THE TASK - Present every line of the records below as a numbered list, skipping blank lines and leaving out the pictures.

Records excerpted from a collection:

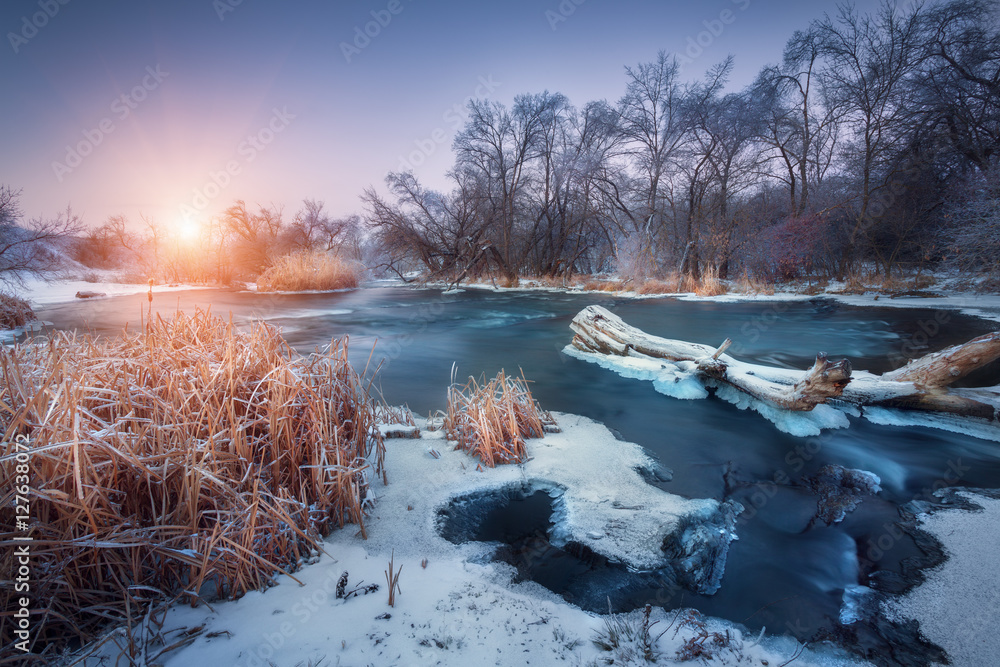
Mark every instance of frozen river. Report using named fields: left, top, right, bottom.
left=38, top=287, right=1000, bottom=656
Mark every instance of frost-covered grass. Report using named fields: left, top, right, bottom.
left=444, top=371, right=554, bottom=468
left=257, top=251, right=364, bottom=292
left=66, top=414, right=864, bottom=667
left=0, top=311, right=382, bottom=652
left=0, top=291, right=36, bottom=330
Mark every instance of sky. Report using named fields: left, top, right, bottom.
left=0, top=0, right=876, bottom=235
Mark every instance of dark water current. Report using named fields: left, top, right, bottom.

CORRECT OUTPUT -
1. Mark every instance of frozen river. Report using named fields: left, top, right, bottom.
2. left=38, top=287, right=1000, bottom=656
3. Mark every instance of frost-covered grass. Report using named fields: left, top, right, bottom.
4. left=444, top=371, right=554, bottom=468
5. left=257, top=251, right=364, bottom=292
6. left=66, top=414, right=864, bottom=667
7. left=0, top=311, right=382, bottom=652
8. left=0, top=291, right=36, bottom=330
9. Mark every instance of sky. Report using named fields: left, top, right, bottom.
10. left=0, top=0, right=876, bottom=235
11. Mark every instance of dark water current. Report using named fields: left, top, right, bottom.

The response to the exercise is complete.